Location identification entries:
::::::::

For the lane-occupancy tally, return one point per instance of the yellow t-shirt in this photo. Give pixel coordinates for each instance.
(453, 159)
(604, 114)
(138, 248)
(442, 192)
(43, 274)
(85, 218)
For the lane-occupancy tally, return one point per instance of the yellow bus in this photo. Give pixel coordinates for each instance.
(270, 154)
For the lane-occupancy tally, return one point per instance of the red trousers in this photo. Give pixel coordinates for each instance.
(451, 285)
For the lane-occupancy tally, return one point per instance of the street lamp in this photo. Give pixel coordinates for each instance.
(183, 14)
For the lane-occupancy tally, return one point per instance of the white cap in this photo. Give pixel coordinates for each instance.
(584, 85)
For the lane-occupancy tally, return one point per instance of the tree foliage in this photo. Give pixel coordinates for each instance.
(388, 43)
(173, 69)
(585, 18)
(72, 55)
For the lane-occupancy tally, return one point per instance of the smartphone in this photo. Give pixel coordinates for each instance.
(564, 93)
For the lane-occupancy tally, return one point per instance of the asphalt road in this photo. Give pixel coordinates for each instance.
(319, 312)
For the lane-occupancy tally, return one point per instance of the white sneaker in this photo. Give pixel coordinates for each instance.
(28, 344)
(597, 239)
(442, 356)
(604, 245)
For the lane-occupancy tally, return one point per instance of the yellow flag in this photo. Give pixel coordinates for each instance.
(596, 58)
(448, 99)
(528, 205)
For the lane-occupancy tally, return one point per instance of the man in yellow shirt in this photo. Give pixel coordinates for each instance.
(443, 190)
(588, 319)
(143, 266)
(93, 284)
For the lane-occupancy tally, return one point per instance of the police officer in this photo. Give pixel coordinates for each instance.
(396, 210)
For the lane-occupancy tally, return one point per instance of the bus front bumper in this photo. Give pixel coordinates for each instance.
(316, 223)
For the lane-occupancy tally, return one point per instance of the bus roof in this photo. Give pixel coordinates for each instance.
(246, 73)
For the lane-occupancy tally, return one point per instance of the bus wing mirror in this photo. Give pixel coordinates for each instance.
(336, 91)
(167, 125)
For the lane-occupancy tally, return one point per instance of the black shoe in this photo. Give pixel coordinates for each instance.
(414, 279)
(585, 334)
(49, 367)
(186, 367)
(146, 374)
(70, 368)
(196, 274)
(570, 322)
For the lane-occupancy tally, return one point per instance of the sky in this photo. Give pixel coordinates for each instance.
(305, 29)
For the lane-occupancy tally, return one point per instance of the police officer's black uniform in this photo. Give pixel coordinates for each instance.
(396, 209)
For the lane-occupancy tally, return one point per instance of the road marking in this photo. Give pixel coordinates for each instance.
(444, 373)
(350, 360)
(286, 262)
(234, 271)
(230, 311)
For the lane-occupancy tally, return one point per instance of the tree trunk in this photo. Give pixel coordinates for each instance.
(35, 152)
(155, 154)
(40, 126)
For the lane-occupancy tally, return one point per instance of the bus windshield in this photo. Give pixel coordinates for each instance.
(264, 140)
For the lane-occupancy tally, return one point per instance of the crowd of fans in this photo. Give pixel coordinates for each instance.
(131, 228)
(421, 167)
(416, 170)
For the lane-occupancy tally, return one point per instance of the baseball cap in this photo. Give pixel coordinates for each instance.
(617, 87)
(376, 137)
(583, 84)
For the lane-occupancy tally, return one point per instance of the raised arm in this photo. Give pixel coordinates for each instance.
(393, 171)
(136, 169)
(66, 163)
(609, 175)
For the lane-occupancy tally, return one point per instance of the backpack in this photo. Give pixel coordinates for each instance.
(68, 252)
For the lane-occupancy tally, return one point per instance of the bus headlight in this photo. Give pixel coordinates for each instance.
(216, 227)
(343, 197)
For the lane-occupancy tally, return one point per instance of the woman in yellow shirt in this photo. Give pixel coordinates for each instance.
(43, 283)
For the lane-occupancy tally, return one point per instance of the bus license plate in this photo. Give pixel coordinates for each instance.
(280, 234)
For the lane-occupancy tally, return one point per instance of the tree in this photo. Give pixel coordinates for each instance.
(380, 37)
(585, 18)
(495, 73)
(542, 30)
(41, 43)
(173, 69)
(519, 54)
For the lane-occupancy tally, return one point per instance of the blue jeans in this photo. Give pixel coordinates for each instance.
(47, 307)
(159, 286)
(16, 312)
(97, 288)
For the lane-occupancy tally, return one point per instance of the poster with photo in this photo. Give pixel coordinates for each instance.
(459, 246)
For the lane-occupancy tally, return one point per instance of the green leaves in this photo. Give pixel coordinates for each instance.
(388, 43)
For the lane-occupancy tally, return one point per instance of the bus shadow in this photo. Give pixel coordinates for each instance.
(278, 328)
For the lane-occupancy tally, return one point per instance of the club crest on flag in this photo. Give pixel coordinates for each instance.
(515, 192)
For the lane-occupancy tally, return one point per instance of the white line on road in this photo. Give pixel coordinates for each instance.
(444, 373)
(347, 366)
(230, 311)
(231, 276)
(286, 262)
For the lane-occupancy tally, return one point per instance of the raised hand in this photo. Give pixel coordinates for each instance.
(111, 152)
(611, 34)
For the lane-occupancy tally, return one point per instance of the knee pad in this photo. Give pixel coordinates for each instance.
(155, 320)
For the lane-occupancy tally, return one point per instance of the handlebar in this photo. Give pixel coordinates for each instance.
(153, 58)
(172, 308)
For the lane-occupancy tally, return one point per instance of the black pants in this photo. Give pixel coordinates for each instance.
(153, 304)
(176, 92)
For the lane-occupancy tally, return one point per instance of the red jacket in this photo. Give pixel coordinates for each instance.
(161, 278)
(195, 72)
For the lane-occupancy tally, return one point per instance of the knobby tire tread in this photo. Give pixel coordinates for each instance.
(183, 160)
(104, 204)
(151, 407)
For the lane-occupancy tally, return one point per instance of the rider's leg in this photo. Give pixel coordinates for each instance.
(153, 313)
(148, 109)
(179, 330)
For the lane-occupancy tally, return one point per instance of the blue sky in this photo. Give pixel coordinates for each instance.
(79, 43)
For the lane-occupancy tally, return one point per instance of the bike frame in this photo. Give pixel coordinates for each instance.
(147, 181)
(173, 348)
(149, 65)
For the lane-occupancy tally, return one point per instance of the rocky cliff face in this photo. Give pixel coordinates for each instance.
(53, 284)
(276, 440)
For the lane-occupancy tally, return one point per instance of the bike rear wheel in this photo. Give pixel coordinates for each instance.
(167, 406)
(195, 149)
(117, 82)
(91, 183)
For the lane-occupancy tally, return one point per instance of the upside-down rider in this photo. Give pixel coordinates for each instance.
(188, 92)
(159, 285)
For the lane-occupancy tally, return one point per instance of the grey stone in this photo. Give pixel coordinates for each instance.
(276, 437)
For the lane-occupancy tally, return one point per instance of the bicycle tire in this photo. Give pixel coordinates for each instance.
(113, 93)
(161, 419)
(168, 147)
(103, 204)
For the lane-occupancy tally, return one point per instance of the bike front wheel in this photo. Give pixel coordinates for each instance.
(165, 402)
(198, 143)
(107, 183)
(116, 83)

::::::::

OBJECTIVE: Reproduce every record above exactly as it appears.

COMPLETE RESPONSE:
For the lane-occupancy tally, return one point per instance of the yellow t-shirt in this photo. Give pixel coordinates for each instance.
(453, 159)
(604, 114)
(138, 248)
(442, 192)
(43, 274)
(85, 218)
For the lane-occupancy tally, return one point per instance of the yellow bus in this photo. Give pixel coordinates for each instance.
(270, 154)
For the lane-occupancy tally, return one point per instance of the red trousers in this photo. Give pixel coordinates for each instance.
(451, 285)
For the lane-occupancy tally, return one point per instance of the street lamp in this photo. Give pixel coordinates for each instance.
(183, 14)
For the lane-occupancy tally, return one point per instance of the white cap in this photo. Give pixel coordinates for each instance.
(584, 85)
For the lane-occupancy tally, return one point per instance of the tree foliage in this photo. Give pixel coordinates for each instance.
(388, 43)
(173, 69)
(585, 18)
(72, 55)
For the lane-occupancy tally, return one point per instance of the smartphone in this photo. Give pixel coordinates for each instance.
(564, 93)
For the lane-occupancy tally, return one point per instance of the asphalt road in this photo. Give pixel coordinates for each instance.
(319, 312)
For the lane-occupancy tally, return one point per instance of the white sneaker in this photo. Give pixel coordinates for each instance.
(28, 344)
(597, 239)
(442, 356)
(604, 245)
For the lane-occupancy tally, return one point per instance of the yellow flag in this photo. Give pixel coordinates for each instance.
(596, 58)
(448, 99)
(528, 205)
For the lane-occupancy tally, return one point per instance of the man in yellow shirt in this photo. Give pixel coordinates for each instance.
(443, 190)
(588, 319)
(143, 266)
(93, 284)
For the lane-occupancy tally, return one point per instance of the police officer in this photo. Give pixel coordinates for each instance.
(396, 210)
For the lane-occupancy tally, return one point per instance of the bus front bumper in this photo. Give pixel coordinates for each instance.
(316, 223)
For the lane-occupancy tally, return one point per instance of the bus roof in this photo. Give pixel coordinates for each instance.
(246, 73)
For the lane-occupancy tally, return one point per instance of the bus wing mirror in this photo. Give pixel coordinates for each instance.
(336, 91)
(167, 125)
For the lane-occupancy tally, return one point per instance of the black shoe in this photo. Give pixel coordinates for each instance.
(414, 279)
(585, 334)
(49, 367)
(186, 367)
(146, 374)
(70, 368)
(196, 274)
(570, 322)
For the lane-occupancy tally, return one point per instance of the sky in this photo. Give pixel coordinates for each instance.
(305, 29)
For the lane-occupancy tally, return one point per instance of the police officer's black uniform in this photo. Give pixel coordinates for each instance.
(396, 209)
For the lane-occupancy tally, return one point per instance of the road marking in this photo. Give pixel coordinates for each instance.
(444, 373)
(350, 360)
(286, 262)
(234, 271)
(230, 311)
For the lane-occupancy tally, return one point per instance of the tree trunk in this photo. Give pixel coordinates for each instance.
(35, 152)
(155, 154)
(40, 126)
For the lane-occupancy tally, return one point per instance of the bus windshield in this photo. Give pixel coordinates for each instance.
(264, 140)
For the lane-occupancy tally, return one point per instance of the crowd of fans in this photo. Give pixel coordinates for each instance.
(131, 228)
(421, 167)
(416, 170)
For the lane-occupancy tally, return one point per instance of the baseball cap in this photo. Give pixel coordinates for each instance.
(617, 87)
(376, 137)
(583, 84)
For the lane-occupancy tally, return one point per instance of the raised arm in this photo. Give pixel coordinates for each instance.
(393, 171)
(136, 169)
(66, 163)
(609, 175)
For the lane-occupancy tally, return one point per instance of the backpack in this photo. Give pixel coordinates for each instance.
(68, 252)
For the lane-occupancy tally, return one point per instance of the bus headlight in this photo. Give pixel coordinates for each instance.
(216, 227)
(343, 197)
For the lane-occupancy tally, return one point per instance of the woman in yellow shirt in this photo. Give pixel coordinates for each instance.
(43, 283)
For the lane-occupancy tally, return one point per instance of the bus license plate in this photo. Give pixel coordinates for each instance.
(280, 234)
For the lane-occupancy tally, return one point per instance of the tree in this photo. Give pixel coordinates for each instance.
(380, 37)
(585, 18)
(495, 73)
(542, 30)
(41, 43)
(173, 69)
(519, 54)
For the lane-occupancy tally, return one point per instance of the blue jeans in this photo. Give pixel coordinates for each instance.
(47, 307)
(159, 286)
(16, 312)
(97, 288)
For the lane-occupancy tally, return one point per instance of the poster with photo in this photo. Give pixel coordinates for each instance.
(459, 246)
For the lane-occupancy tally, return one point per instance of the green leaves in this photo. Give pixel coordinates for each instance.
(388, 43)
For the lane-occupancy tally, return one point per instance of the bus shadow in this photo. Give pixel coordinates for each instance.
(278, 328)
For the lane-occupancy tally, return one point per instance of the club crest on flag in this photo. Give pixel coordinates for each instance.
(515, 192)
For the lane-occupancy tally, return one point per instance of the white line on road in this photo. Give pixel coordinates for each instance.
(444, 373)
(347, 366)
(230, 311)
(231, 276)
(286, 262)
For the lane-occupancy tally, return one point per instance of the raised hand in this photo. Give pixel coordinates for each instance.
(111, 152)
(611, 34)
For the lane-occupancy tally, return one point per instance of the knee pad in this photo. Give pixel coordinates for each instance.
(155, 320)
For the lane-occupancy tally, return one point per instance of the handlebar in this photo. Give pixel coordinates for each instance.
(153, 58)
(172, 308)
For the lane-occupancy tally, return one point per instance of the black pants in this photo. Give pixel coordinates for each instance.
(153, 304)
(176, 92)
For the lane-occupancy tally, return one point per instance of the red jacket in this photo. Give pixel coordinates for each instance.
(161, 278)
(195, 72)
For the lane-occupancy tally, return one point per instance of the knobby tire tread in this photo. Give pixel coordinates for each instance.
(183, 160)
(104, 204)
(151, 407)
For the lane-occupancy tally, return one point per instance of the rider's leg in this photo. Give pixel coordinates for each instance.
(153, 313)
(148, 109)
(179, 330)
For the lane-occupancy tally, return one point per instance of the blue sky in this photo. Give pixel coordinates for each instance.
(79, 43)
For the lane-occupancy tally, return one point per instance of the bike frame in this photo. Give pixel coordinates for each instance.
(147, 181)
(173, 348)
(149, 65)
For the lane-occupancy tally, return one point per instance of the rocky cliff face in this photo. Give pixel coordinates for each instance.
(53, 284)
(276, 440)
For the lane-occupancy tally, return one point per instance of the bike rear wheel in this photo. Give pixel coordinates for each instance.
(167, 406)
(195, 149)
(117, 82)
(91, 183)
For the lane-occupancy tally, return one point per instance of the upside-down rider in this photo. Give pixel coordinates for each instance.
(188, 92)
(159, 285)
For the lane-occupancy tally, return one point per instance of the grey stone in this photo. Give pixel coordinates for each instance.
(276, 437)
For the lane-occupancy tally, return one point per instance of the bicycle tire in this photo. Give pixel coordinates for each instance.
(113, 93)
(161, 419)
(168, 147)
(103, 204)
For the lane-occupancy tally, return one point per instance of the bike front wheel in this photo. Give pixel coordinates for each instance.
(165, 402)
(198, 143)
(107, 183)
(116, 83)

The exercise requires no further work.